**WHAT TO WORK ON**
An exact copy of every record is the expected answer.
=== MATERIAL SUPPLIED ===
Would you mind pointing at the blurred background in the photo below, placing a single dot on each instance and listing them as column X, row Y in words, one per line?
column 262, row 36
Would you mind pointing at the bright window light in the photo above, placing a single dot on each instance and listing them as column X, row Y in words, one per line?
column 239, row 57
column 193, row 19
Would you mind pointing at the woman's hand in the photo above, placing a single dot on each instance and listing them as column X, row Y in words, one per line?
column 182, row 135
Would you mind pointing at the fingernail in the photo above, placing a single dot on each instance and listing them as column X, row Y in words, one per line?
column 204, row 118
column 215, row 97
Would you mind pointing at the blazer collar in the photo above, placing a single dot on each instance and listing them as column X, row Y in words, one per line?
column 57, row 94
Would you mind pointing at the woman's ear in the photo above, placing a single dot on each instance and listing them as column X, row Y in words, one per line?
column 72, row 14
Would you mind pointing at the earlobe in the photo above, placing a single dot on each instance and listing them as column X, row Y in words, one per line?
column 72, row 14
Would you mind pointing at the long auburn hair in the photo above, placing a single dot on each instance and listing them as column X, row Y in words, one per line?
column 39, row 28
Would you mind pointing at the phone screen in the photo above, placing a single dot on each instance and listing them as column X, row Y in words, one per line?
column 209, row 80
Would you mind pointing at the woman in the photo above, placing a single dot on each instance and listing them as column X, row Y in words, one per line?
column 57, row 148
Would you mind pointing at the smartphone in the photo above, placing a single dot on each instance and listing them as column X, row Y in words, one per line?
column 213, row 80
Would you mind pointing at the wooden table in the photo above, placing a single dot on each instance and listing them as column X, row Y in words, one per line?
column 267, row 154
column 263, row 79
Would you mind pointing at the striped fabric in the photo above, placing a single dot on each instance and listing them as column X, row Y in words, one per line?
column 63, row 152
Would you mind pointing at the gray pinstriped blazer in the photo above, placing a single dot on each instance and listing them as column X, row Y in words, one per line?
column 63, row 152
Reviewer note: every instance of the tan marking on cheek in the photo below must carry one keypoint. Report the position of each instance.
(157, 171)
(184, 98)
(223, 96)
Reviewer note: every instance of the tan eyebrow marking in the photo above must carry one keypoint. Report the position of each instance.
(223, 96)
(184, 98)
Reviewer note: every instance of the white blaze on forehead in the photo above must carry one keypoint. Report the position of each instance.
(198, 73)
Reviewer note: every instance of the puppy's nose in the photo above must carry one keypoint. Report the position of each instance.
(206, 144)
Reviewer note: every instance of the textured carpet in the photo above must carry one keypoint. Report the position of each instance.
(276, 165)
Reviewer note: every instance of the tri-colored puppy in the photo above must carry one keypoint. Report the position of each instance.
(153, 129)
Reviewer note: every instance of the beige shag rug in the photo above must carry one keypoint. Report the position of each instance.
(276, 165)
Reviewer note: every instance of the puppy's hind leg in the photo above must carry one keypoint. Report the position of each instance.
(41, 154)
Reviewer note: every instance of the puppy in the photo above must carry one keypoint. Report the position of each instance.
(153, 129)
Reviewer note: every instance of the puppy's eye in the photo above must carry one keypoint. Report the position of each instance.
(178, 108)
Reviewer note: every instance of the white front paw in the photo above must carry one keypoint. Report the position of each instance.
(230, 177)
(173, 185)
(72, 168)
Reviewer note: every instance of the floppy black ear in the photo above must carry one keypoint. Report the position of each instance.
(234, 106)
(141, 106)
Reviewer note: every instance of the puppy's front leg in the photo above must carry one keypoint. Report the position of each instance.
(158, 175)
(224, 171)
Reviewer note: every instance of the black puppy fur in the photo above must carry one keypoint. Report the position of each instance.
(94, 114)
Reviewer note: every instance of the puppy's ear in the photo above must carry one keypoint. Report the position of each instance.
===
**REPLY**
Would you mind pointing at the blurred background in the photo below, placing a single dot on each instance and listing them as column X, row Y in words, one per line?
column 262, row 36
Would you mind pointing at the bright window light in the photo above, placing a single dot on each instance and listing them as column X, row Y in words, one per line?
column 239, row 57
column 193, row 19
Would you mind pointing at the woman's hand in the photo above, placing a single dot on each instance and listing them as column X, row Y in words, one per line?
column 182, row 135
Would you mind pointing at the fingernail in the photo above, placing a single dot on each instance and listing them as column X, row Y in words, one per line?
column 204, row 118
column 215, row 97
Would you mind pointing at the blazer collar in the photo above, placing a single dot on each instance and listing them as column X, row Y in words, one per line?
column 57, row 94
Would you mind pointing at the woman's ear in the photo above, placing a single dot on each instance and listing them as column X, row Y in words, one per line?
column 72, row 14
Would you mind pointing at the earlobe in the photo above, placing a single dot on each instance and listing them as column X, row Y in words, one per line?
column 72, row 14
Would you mind pointing at the long auburn hair in the photo above, placing a single dot on each instance and listing them as column X, row Y in words, one per line?
column 39, row 28
Would you mind pointing at the phone screen in the photo above, placing a single dot on each instance and listing them as column X, row Y in words, one per line?
column 209, row 80
Would you mind pointing at the woman in the photo above, placing a single dot on each instance and listing them as column X, row Y in words, one per line?
column 57, row 148
Would you mind pointing at the smartphone in the photo above, placing a single dot on each instance and listing them as column X, row Y in words, one per line?
column 213, row 80
Would you mind pointing at the wooden table in the photo above, placing a single dot on each instance and listing them as column X, row Y in words, one per line?
column 267, row 154
column 263, row 79
Would you mind pointing at the striped fabric in the photo above, placing a single dot on each instance and listing them as column X, row Y in words, one per line?
column 63, row 152
Would you mind pointing at the gray pinstriped blazer in the photo above, placing a single dot on each instance and listing them as column X, row Y in words, one per line?
column 63, row 152
Reviewer note: every instance of the tan marking on cheek in the photo below must carry one keypoint. Report the position of each instance.
(157, 171)
(184, 98)
(223, 96)
Reviewer note: every instance of the tan eyebrow marking in the photo above must carry one keypoint. Report the position of each instance.
(223, 96)
(184, 98)
Reviewer note: every instance of the white blaze on forehead in the photo above must carry one keypoint. Report the position of each instance.
(198, 73)
Reviewer note: every instance of the puppy's nose in the photo above must carry one keypoint. Report the position of each instance.
(206, 144)
Reviewer note: every instance of the textured carpet in the photo above must carry one keypoint. Report the position of each instance.
(276, 165)
Reviewer note: every instance of the tri-colored puppy in the photo above must carry one keypoint. Report the position of each instance.
(153, 129)
Reviewer note: every instance of the beige shag rug in the photo above must carry one keypoint. Report the position of each instance.
(276, 165)
Reviewer note: every instance of the puppy's hind leg in the photo above must carry one keypoint. Report the position of each instance.
(41, 154)
Reviewer note: every instance of the puppy in the photo above must carry one keypoint. Report the position of each instance.
(153, 129)
Reviewer note: every instance of the puppy's eye in the photo above must carry one keypoint. Report the position of each instance.
(178, 108)
Reviewer note: every instance of the white front paw in the photo above must carry one keypoint. Report the position of each instance.
(230, 177)
(173, 185)
(72, 168)
Reviewer note: every instance of the floppy black ear in the photo above must carry one keypoint. Report the position of each instance.
(234, 106)
(141, 106)
Reviewer note: every instance of the puppy's front leg in the photo above must carry one keypoint. Report the position of each instance.
(158, 175)
(224, 171)
Reviewer note: every instance of the black puppy fur in the photo above must carry one keypoint. Report the position of each instance.
(94, 114)
Reviewer note: every instance of the puppy's ear in the photo above must carry one keypoint. Report the position of each instance.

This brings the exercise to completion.